◆ **Görev Tanımı**: Devrimcilik tartışmasına ait alıntıda "Hilmi Bulunmaz - Tabii" sözleriyle başlayıp "ve kesinlikle olamaz." sözleriyle biten kısmı, "sosyalist devrimci" yerine "sol görüşlü" kullanarak yeniden yazın.

◆ **Alıntı**:

Erbil Göktaş - Milli Eğitim ve Halk Eğitimi müdürleri beni savunmasalardı, sorguya bile çekilmem işten bile değildi; bu sorguyu yaşayamadığım için özür dilerim, o zaman “devrimci” olurdum herhalde?...

Hilmi Bulunmaz - Tabii ki, bir insan, "Millî Eğitim ve Halk Eğitimi müdürleri" tarafından savunuluyorsa, yani, bizatihi devlet güçleri tarafından savunuluyorsa, o insanın sosyalist devrimci olma şansı yoktur. Senin yada bir başkasının sorguya çekilmesi, senin yada bir başkasının sosyalist devrimci olma garantisini vermese de, devlet güçleri tarafından korunan birinin sosyalist devrimci olma şansı asla ve kesinlikle olamaz.

◆ **Kayıtlı Bilgiler**:
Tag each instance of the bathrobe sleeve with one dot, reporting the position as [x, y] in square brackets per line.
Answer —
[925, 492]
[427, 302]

◆ **Sonuç**:
Hilmi Bulunmaz - Tabii ki, bir insan, "Millî Eğitim ve Halk Eğitimi müdürleri" tarafından savunuluyorsa, yani, bizatihi devlet güçleri tarafından savunuluyorsa, o insanın sol görüşlü olma şansı yoktur. Senin yada bir başkasının sorguya çekilmesi, senin yada bir başkasının sol görüşlü olma garantisini vermese de, devlet güçleri tarafından korunan birinin sol görüşlü olma şansı asla ve kesinlikle olamaz.